TASK TO COMPLETE:
Please give every entry again, exactly as it reads.

STORED DATA Start Marker

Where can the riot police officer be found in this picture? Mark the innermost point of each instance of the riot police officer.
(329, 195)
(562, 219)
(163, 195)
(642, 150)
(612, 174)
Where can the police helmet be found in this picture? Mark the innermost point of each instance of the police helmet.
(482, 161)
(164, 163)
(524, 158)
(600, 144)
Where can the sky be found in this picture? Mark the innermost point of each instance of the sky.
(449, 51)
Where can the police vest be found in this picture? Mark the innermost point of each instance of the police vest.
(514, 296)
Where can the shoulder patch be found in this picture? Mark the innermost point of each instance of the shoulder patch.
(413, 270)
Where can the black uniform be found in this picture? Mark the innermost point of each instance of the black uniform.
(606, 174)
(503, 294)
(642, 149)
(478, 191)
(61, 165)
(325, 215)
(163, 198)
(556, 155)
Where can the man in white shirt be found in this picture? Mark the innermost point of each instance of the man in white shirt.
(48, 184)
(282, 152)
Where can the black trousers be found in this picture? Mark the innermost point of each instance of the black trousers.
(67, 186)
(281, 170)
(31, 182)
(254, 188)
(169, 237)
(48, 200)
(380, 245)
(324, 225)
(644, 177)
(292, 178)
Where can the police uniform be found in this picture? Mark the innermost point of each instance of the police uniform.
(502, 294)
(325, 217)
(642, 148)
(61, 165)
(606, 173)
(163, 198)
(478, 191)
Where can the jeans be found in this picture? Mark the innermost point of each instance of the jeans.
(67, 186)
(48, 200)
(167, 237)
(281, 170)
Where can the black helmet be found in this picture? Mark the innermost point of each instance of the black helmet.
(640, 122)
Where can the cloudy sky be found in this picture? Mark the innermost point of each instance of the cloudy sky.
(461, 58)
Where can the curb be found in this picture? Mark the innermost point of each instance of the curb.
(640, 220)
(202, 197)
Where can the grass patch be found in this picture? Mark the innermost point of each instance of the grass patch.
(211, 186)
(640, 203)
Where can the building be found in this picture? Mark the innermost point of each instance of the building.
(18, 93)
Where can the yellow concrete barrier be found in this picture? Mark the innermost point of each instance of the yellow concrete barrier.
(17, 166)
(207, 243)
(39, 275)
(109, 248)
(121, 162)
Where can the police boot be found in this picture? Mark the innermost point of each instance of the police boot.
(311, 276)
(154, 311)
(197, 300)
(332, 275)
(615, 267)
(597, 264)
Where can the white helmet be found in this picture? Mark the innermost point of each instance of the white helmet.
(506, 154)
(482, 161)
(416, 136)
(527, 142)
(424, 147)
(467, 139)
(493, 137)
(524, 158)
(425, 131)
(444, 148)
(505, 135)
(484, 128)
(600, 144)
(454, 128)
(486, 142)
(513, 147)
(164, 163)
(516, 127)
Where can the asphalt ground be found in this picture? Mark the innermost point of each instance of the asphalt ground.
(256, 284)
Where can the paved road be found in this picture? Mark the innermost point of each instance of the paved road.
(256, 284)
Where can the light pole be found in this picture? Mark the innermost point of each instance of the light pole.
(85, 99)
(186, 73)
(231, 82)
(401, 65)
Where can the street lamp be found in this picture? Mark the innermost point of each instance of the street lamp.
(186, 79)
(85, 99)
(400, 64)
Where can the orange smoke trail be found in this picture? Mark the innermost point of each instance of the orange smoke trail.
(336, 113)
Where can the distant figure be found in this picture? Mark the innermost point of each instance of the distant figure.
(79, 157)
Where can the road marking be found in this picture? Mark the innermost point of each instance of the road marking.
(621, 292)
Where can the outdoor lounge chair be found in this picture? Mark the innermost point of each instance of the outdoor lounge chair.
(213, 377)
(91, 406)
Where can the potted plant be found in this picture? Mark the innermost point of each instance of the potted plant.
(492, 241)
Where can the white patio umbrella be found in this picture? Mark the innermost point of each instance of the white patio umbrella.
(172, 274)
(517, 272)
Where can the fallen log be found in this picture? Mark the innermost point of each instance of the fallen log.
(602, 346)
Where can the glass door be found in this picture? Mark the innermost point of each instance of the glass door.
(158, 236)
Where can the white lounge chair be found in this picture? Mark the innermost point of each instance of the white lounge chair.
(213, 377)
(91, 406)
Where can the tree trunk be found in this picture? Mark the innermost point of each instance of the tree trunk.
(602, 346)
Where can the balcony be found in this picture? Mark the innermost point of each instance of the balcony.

STORED DATA End Marker

SOLUTION:
Where can the riot police officer be found in this picture? Mark the innermost point of each instance of the riot police officer.
(329, 195)
(562, 219)
(163, 195)
(642, 150)
(612, 174)
Where can the police helmet be found in this picture? Mark the innermost point of each instance of the police helmet.
(482, 161)
(164, 163)
(524, 158)
(600, 144)
Where can the sky be found in this picture? Mark the innermost point of each instance of the sky.
(449, 51)
Where can the police vest be found in this picture? Mark the innermost point of each instance of the police vest.
(514, 296)
Where can the shoulder patch be found in this picture? Mark the innermost point of each instance of the shoulder patch.
(413, 270)
Where can the black uniform be found in this picture? Mark the innermost point of each instance of the black uniform.
(606, 174)
(503, 294)
(642, 149)
(478, 191)
(61, 165)
(325, 215)
(163, 198)
(556, 155)
Where can the man in white shirt be found in this picture? Mark the innermost point of each instance of the man in white shirt.
(48, 184)
(282, 152)
Where can the black trousers be found in this picture? Mark the innermost point of each instance of the black trousers.
(67, 186)
(281, 170)
(31, 182)
(254, 188)
(169, 237)
(48, 200)
(380, 245)
(324, 225)
(644, 177)
(292, 178)
Where can the police uniform be found in this picture? Mark the innermost point of each instance of the police uniform.
(502, 294)
(325, 217)
(642, 148)
(61, 165)
(606, 173)
(163, 198)
(478, 191)
Where can the jeans be found in this picture? Mark the innermost point of each instance of the jeans.
(67, 186)
(48, 200)
(167, 237)
(281, 170)
Where can the black helmet be found in this picture? Mark the innermost point of each instance of the black helmet.
(640, 122)
Where can the cloudy sky be found in this picture? Mark the innermost point of each instance of the cloudy sky.
(461, 58)
Where can the curb be found in this picture? Mark the innermost point of each instance of the curb.
(640, 220)
(202, 197)
Where can the grass patch be found in this picture? Mark the innermost point of each instance of the grass patch.
(211, 186)
(640, 203)
Where can the building be found in this picture? Mark the innermost point of each instance of the building.
(18, 93)
Where can the yellow concrete barrier be found in this picture? Mark the innermost point of each instance of the yellow concrete barrier.
(17, 166)
(207, 243)
(39, 275)
(109, 248)
(121, 162)
Where can the police boot be found in this picture? Mark the innermost point of each instance of the police boot.
(311, 276)
(154, 311)
(197, 300)
(332, 275)
(615, 267)
(597, 264)
Where can the white helmet be found in this picture? Mark the innermost point of each instance of the white helmet.
(506, 154)
(482, 161)
(416, 136)
(527, 142)
(424, 147)
(467, 139)
(493, 137)
(524, 158)
(425, 131)
(444, 148)
(505, 135)
(484, 128)
(600, 144)
(454, 128)
(486, 142)
(513, 147)
(164, 163)
(516, 127)
Where can the asphalt ground be found in this picture? Mark the innermost point of each instance of the asphalt ground.
(256, 284)
Where can the paved road be found in this picture? Mark the innermost point of each instance of the paved road.
(256, 284)
Where can the light pole be found in this picture? Mark the innermost point of each instance of the light pole.
(85, 99)
(186, 73)
(231, 82)
(401, 65)
Where can the street lamp be found in this picture? Mark the innermost point of each instance of the street lamp.
(186, 79)
(85, 99)
(400, 64)
Where can the orange smoke trail be found in this picture? Mark the innermost point of each instance of the orange smoke trail.
(336, 113)
Where can the distant figure be found in this picture? Mark the innermost point of each instance of the distant figure.
(79, 157)
Where can the road marking be found in this picture? Mark the innermost point of each instance of the road marking.
(621, 292)
Where can the outdoor lounge chair be found in this picture? Mark the innermost point of each instance of the outdoor lounge chair.
(213, 377)
(91, 406)
Where can the potted plant be found in this picture? Mark the innermost point of each instance of the potted plant.
(492, 241)
Where can the white patio umbrella be found in this picture? Mark the innermost point of each instance of the white patio umbrella.
(172, 274)
(517, 272)
Where can the fallen log be found in this picture? Mark the innermost point of each instance of the fallen log.
(602, 346)
Where can the glass door be found in this picture? Mark the innermost point of each instance of the glass door.
(158, 236)
Where can the white lounge chair be found in this picture? Mark the innermost point of each instance of the white lounge chair.
(213, 377)
(91, 406)
Where can the tree trunk be found in this picture? Mark the innermost point of each instance of the tree trunk.
(602, 346)
Where can the balcony be found in this picture? Mark the innermost point of each instance of the balcony.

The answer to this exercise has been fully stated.